* [Your instructions] Copy the records exactly. Include every line.

* [Data for this exercise]

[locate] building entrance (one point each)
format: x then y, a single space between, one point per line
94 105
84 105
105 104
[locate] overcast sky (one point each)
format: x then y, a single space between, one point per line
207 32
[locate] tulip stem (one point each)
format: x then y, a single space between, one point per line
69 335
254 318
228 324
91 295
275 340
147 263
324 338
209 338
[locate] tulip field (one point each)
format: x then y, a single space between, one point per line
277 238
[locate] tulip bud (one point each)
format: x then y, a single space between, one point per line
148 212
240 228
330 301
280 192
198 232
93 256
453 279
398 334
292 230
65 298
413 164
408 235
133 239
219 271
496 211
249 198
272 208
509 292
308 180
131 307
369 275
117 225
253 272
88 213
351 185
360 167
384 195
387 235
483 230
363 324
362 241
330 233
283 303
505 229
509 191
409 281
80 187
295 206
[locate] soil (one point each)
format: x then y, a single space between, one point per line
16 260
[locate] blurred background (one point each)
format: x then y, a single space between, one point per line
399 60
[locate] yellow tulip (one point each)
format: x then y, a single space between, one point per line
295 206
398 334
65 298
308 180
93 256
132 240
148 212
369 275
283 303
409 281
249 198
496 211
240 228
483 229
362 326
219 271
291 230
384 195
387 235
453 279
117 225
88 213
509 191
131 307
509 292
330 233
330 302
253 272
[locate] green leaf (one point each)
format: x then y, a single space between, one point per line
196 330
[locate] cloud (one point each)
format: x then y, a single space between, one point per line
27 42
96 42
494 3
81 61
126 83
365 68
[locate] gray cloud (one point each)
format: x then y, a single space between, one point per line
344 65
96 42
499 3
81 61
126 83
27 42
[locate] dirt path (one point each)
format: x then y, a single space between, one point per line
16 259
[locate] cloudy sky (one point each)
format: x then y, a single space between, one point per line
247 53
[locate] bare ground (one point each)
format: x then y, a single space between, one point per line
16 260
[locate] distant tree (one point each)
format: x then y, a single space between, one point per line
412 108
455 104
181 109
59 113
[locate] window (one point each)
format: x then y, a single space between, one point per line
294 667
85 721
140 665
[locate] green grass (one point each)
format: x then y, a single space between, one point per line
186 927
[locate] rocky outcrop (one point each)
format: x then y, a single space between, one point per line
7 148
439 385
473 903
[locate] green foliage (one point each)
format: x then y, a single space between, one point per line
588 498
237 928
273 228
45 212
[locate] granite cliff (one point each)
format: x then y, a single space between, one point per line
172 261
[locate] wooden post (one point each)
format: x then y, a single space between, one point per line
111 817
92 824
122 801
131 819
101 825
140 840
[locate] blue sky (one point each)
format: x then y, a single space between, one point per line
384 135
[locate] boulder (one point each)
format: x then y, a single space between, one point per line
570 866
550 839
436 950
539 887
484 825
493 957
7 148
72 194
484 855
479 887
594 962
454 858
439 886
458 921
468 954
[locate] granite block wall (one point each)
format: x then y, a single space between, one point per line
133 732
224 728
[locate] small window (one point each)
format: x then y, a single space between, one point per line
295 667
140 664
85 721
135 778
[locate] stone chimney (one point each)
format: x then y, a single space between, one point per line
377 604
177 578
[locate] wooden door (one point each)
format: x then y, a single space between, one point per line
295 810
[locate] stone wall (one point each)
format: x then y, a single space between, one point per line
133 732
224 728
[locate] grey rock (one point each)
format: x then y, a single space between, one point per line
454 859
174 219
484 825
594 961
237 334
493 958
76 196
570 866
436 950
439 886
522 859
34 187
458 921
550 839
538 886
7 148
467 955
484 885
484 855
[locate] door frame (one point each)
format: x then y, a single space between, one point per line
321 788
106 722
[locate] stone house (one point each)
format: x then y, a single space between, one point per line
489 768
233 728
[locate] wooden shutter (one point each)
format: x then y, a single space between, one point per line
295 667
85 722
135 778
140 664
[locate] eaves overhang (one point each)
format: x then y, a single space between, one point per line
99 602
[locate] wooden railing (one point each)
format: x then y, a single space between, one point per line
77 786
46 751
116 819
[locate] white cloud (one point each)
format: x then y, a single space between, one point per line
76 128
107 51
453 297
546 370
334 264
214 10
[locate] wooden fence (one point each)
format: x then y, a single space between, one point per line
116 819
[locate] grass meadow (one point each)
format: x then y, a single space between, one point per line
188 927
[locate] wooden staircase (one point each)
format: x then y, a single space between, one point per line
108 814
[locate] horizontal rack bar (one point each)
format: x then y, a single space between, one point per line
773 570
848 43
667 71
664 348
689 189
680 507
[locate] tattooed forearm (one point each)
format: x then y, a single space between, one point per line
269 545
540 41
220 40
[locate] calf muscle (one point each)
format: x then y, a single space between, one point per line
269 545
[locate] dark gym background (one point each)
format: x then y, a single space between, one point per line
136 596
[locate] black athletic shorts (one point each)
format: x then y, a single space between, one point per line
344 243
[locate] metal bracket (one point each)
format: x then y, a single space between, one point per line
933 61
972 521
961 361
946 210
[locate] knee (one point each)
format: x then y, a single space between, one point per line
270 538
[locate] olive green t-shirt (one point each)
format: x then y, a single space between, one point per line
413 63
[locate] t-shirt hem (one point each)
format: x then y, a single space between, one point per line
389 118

* [Output for this exercise]
[locate] building entrance (one point each)
format: x then y, a single space between, one point per line
94 105
84 105
105 104
[locate] overcast sky (one point each)
format: x then y, a single space between, one point per line
207 32
[locate] tulip stem (one point each)
format: x then y, a single space between, one point per line
69 335
254 318
228 324
91 295
275 340
147 263
324 338
209 338
[locate] tulip field (one point each)
format: x then y, a single space between, one point per line
277 238
[locate] tulip bud (one point each)
format: x then y, a single space between, one point per line
148 212
240 228
330 301
280 192
198 232
93 256
453 279
398 334
292 230
65 298
413 164
408 235
133 239
219 271
496 211
249 198
272 208
509 292
308 180
131 307
369 275
117 225
253 272
88 213
351 185
360 167
384 195
387 235
483 230
363 324
362 241
330 233
283 303
505 229
509 191
409 281
80 187
295 206
[locate] soil (one point each)
format: x then y, a single space between, one point per line
16 260
[locate] blurred background (one point each)
format: x then y, a single space between, one point per line
399 60
[locate] yellow tulip (one point each)
format: x then y, a single space between, one point per line
295 206
398 334
65 298
308 180
93 256
132 240
148 212
369 275
283 303
409 281
249 198
496 211
240 228
483 229
362 326
219 271
291 230
384 195
387 235
453 279
117 225
88 213
509 191
131 307
509 292
330 233
330 302
253 272
[locate] green leaf (one point each)
format: x then y, a single space between, one point per line
196 330
[locate] cloud (one point each)
format: x then y, a single space between, one point per line
27 42
96 42
494 3
81 61
126 83
365 68
[locate] gray cloud (one point each)
format: x then y, a single space between, one point per line
344 65
96 42
499 3
81 61
126 83
27 42
[locate] dirt path (one point each)
format: x then y, a single space between, one point per line
16 259
[locate] cloudy sky (one point each)
format: x then y, a single space between, one point per line
247 53
[locate] bare ground (one point each)
format: x then y, a single space between, one point per line
16 260
[locate] distant tree (one point each)
format: x then y, a single space between, one point per line
412 108
455 104
181 109
59 113
[locate] window (one point each)
format: x then y, a single space between, one point per line
294 667
85 721
140 665
[locate] green grass (one point each)
format: x then y, a single space between, one point per line
186 927
[locate] rocky outcrop (one point each)
format: x then y, a single space between, one point per line
7 148
439 385
473 903
[locate] green foliage (one point each)
format: x then y, a single space between, one point per line
588 498
237 928
273 228
45 212
[locate] granite cliff (one point each)
format: x then y, a single space between, one point per line
172 261
[locate] wooden post (one point each)
format: x then y, a single space between, one point per line
111 817
92 824
122 801
131 819
101 825
140 840
[locate] blue sky (one point each)
format: x then y, a single space between, one point per line
384 135
[locate] boulder (one point each)
format: x then y, a single space between, one point per line
570 866
550 839
436 950
539 887
484 825
493 957
7 148
72 194
484 855
479 887
594 962
454 858
439 886
458 921
468 954
[locate] granite block wall (one point each)
format: x then y, a single space between, one point per line
133 732
224 728
[locate] small window (one point each)
format: x then y, a single space between, one point per line
295 667
140 664
85 721
135 778
[locate] stone chimney (one point each)
format: x then y, a single space between, one point per line
377 604
177 578
[locate] wooden door (one point each)
format: x then y, a single space between, one point per line
295 810
[locate] stone wall (one point each)
format: x then y, a single space between, one point per line
133 732
224 728
[locate] grey rock (one point each)
format: x then y, a single space between, one point per line
454 859
174 219
484 825
594 961
237 334
493 958
76 196
570 866
436 950
439 886
522 859
34 187
458 921
550 839
538 886
7 148
467 955
484 885
484 855
[locate] door frame (one point each)
format: x then y, a single space between, one point per line
321 788
106 722
[locate] stone house (one point each)
format: x then y, a single space between, one point per line
489 768
233 728
[locate] wooden shutter (one point each)
format: x then y, a single space between, one point per line
295 667
85 722
135 778
140 664
[locate] eaves overhang (one point each)
format: x then y, a single space between, one point per line
99 602
[locate] wooden railing (one point each)
format: x then y, a single space between, one point per line
77 786
46 751
116 819
[locate] white cloud (one point each)
format: x then y, a single space between, one point per line
76 128
107 51
453 297
546 370
334 264
214 10
[locate] wooden fence (one point each)
format: x then y, a single space between, one point per line
116 819
[locate] grass meadow (one point each)
format: x then y, a single space between, one point per line
188 927
[locate] wooden staircase (one point each)
format: x then y, a single space between, one point per line
108 814
[locate] horizontal rack bar (one point each)
format: x then y, a single space between, one point per line
773 570
848 43
667 71
664 348
689 189
680 507
[locate] tattooed forearm (one point each)
format: x then y, a single space between, one point per line
269 545
540 41
220 40
[locate] calf muscle (one point each)
format: x then y, a single space between, one point per line
269 545
[locate] dark gym background (one point each)
format: x then y, a single space between, one point per line
136 596
[locate] black athletic shorts (one point each)
format: x then y, a single space between, one point per line
344 243
[locate] metal bracket (one point each)
format: x then y, a single space between, one point per line
933 61
972 521
961 361
946 210
[locate] knee (one point each)
format: x then y, a single space between, one point per line
270 538
[locate] olive green t-shirt (one point each)
format: x then y, a single space between, one point per line
413 63
[locate] t-shirt hem (one point each)
format: x then y, a single space between, one point per line
389 118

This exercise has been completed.